───── Information ─────

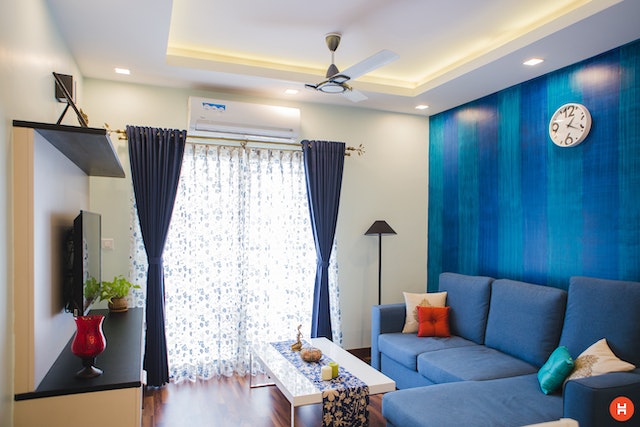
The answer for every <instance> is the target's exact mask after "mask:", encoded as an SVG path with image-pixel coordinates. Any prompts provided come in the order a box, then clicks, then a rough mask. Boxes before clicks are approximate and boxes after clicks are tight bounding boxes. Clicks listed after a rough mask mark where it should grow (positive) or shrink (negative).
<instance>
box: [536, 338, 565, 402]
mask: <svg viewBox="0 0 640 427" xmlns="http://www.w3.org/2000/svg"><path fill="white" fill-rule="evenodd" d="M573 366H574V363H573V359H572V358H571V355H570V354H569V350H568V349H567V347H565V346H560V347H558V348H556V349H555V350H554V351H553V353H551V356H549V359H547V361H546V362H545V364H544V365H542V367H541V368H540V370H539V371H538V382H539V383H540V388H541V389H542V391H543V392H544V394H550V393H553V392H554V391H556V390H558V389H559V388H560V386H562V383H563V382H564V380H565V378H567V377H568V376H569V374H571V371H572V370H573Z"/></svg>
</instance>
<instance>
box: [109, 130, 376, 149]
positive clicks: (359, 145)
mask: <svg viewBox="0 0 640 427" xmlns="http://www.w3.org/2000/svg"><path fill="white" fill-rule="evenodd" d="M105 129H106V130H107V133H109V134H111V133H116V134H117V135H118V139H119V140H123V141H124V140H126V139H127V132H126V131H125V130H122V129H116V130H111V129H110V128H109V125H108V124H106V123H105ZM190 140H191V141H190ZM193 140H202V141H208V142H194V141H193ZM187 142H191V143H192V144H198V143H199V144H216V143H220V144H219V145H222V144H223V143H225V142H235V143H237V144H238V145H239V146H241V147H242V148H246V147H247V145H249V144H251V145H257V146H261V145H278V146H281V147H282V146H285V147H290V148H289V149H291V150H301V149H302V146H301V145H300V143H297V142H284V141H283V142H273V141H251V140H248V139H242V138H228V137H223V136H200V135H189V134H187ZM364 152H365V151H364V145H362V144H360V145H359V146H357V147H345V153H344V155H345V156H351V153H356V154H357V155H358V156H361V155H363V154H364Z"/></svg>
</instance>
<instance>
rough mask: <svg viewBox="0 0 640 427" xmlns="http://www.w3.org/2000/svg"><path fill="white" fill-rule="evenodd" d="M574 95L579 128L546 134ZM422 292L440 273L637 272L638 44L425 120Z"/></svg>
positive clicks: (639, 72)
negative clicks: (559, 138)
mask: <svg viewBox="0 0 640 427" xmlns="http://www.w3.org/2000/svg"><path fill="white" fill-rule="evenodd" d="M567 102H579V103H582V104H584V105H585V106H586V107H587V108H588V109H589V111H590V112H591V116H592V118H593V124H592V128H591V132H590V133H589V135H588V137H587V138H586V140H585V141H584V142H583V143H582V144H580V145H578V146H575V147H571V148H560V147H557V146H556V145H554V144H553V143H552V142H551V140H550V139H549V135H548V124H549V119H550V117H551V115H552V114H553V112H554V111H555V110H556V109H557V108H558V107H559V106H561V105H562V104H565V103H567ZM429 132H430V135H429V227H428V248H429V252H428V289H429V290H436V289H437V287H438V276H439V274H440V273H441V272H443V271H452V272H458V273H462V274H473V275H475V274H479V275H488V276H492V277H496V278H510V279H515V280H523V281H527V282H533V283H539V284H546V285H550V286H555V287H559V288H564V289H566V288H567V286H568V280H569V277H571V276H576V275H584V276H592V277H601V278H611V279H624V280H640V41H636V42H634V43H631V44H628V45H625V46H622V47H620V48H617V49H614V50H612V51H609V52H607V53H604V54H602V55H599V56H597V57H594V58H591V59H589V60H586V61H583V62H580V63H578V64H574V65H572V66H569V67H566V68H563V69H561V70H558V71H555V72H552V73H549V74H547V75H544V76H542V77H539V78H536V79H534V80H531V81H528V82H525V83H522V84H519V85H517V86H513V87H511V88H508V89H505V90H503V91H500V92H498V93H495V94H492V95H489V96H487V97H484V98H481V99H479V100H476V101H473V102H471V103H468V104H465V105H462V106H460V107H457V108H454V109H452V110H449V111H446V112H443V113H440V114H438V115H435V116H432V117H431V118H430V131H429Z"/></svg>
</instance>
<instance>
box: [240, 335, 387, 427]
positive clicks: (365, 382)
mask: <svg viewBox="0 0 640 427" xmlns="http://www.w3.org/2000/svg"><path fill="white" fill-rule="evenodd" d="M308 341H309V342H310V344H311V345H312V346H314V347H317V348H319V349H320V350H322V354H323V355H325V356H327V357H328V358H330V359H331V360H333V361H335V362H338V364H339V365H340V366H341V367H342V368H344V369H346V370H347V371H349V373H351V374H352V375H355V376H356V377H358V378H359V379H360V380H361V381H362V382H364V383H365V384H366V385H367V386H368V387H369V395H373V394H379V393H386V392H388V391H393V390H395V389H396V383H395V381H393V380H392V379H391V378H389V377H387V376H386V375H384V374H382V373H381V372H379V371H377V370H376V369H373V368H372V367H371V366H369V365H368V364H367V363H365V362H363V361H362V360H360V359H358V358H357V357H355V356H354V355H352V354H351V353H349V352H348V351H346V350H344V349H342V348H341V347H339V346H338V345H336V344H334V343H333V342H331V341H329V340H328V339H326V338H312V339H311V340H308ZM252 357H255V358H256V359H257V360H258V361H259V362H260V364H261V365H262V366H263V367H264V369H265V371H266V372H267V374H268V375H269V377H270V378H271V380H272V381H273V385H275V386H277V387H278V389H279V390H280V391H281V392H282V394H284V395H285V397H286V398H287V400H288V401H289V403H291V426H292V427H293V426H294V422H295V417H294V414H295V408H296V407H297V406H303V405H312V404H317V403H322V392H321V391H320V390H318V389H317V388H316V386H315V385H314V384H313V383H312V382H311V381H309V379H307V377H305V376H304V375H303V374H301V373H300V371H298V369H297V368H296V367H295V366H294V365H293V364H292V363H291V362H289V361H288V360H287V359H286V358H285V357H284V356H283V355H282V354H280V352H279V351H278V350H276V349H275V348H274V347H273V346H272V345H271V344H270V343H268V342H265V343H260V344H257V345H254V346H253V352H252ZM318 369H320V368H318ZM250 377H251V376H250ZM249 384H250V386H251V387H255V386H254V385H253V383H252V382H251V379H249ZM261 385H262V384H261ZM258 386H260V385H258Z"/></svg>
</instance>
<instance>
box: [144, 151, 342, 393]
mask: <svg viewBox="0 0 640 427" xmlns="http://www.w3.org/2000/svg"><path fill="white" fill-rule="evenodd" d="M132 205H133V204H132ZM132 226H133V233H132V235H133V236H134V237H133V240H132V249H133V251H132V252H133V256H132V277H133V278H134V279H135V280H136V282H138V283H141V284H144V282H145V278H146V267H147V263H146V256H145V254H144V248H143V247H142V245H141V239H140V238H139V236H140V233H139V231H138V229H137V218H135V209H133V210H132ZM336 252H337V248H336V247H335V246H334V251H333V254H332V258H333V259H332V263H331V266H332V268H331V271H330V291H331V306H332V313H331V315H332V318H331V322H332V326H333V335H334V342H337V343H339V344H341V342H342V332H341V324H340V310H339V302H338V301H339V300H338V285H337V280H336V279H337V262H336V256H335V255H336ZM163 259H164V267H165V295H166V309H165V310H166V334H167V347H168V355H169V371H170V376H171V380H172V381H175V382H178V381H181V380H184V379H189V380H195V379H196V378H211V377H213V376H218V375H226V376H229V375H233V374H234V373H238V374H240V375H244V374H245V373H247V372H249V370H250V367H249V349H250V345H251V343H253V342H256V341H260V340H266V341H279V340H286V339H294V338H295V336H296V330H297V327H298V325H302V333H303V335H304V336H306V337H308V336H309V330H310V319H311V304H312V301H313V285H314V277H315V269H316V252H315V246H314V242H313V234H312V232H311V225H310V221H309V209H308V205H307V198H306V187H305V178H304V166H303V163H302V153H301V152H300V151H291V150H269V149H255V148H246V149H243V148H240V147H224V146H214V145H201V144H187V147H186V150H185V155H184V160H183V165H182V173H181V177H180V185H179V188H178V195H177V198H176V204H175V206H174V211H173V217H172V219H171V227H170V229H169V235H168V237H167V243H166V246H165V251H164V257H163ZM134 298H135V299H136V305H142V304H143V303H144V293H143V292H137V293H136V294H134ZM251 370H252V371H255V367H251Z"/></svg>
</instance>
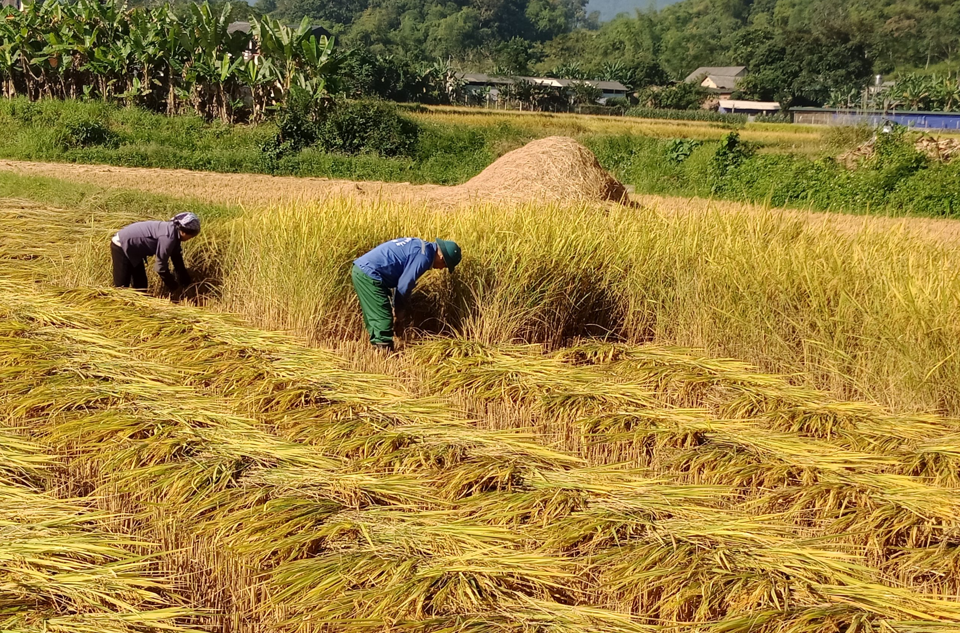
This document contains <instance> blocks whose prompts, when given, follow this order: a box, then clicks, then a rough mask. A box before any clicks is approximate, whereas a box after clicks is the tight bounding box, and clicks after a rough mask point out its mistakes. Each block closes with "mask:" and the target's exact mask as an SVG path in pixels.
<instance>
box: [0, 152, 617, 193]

─────

- _The problem_: Please retype the data above, beginning at its start and continuing through the line containing "positive clicks: (639, 72)". Leave out the pictures.

- _Output for this task_:
The answer for every <instance> is the target's exact mask after "mask:", encoded as an SVG path with image-pixel coordinates. Any prompts provided come in the order a box, then clicks, then a rough mask. Boxes before clicks are approximate and boxes after clicks are tight bounding boxes. Clicks listed after a rough mask mark where it should grow (positive) or shrink (negative).
<instance>
box: [536, 338, 565, 402]
mask: <svg viewBox="0 0 640 427" xmlns="http://www.w3.org/2000/svg"><path fill="white" fill-rule="evenodd" d="M573 366H574V363H573V359H572V358H571V355H570V354H569V350H568V349H567V347H565V346H560V347H558V348H556V349H555V350H554V351H553V353H551V356H549V359H547V361H546V362H545V364H544V365H542V367H541V368H540V370H539V371H538V382H539V383H540V388H541V389H542V391H543V392H544V394H550V393H553V392H554V391H556V390H558V389H559V388H560V386H562V383H563V382H564V380H565V378H567V377H568V376H569V374H571V371H572V370H573Z"/></svg>
</instance>
<instance>
box: [109, 130, 376, 149]
positive clicks: (359, 145)
mask: <svg viewBox="0 0 640 427" xmlns="http://www.w3.org/2000/svg"><path fill="white" fill-rule="evenodd" d="M105 129H106V130H107V133H109V134H111V133H116V134H117V135H118V139H119V140H123V141H124V140H126V139H127V132H126V131H125V130H122V129H116V130H111V129H110V128H109V125H108V124H106V123H105ZM190 140H191V141H190ZM193 140H202V141H208V142H194V141H193ZM187 142H191V143H192V144H198V143H199V144H216V143H220V144H219V145H222V144H223V143H225V142H235V143H237V144H238V145H239V146H241V147H242V148H246V147H247V145H249V144H251V145H257V146H261V145H278V146H281V147H282V146H285V147H290V148H289V149H291V150H301V149H302V146H301V145H300V143H297V142H284V141H283V142H273V141H251V140H248V139H242V138H228V137H223V136H200V135H189V134H187ZM364 152H365V151H364V145H362V144H360V145H359V146H357V147H345V153H344V155H345V156H351V153H356V154H357V155H358V156H361V155H363V154H364Z"/></svg>
</instance>
<instance>
rough mask: <svg viewBox="0 0 640 427" xmlns="http://www.w3.org/2000/svg"><path fill="white" fill-rule="evenodd" d="M574 95L579 128L546 134ZM422 292L440 273L637 272L638 44L425 120Z"/></svg>
positive clicks: (639, 72)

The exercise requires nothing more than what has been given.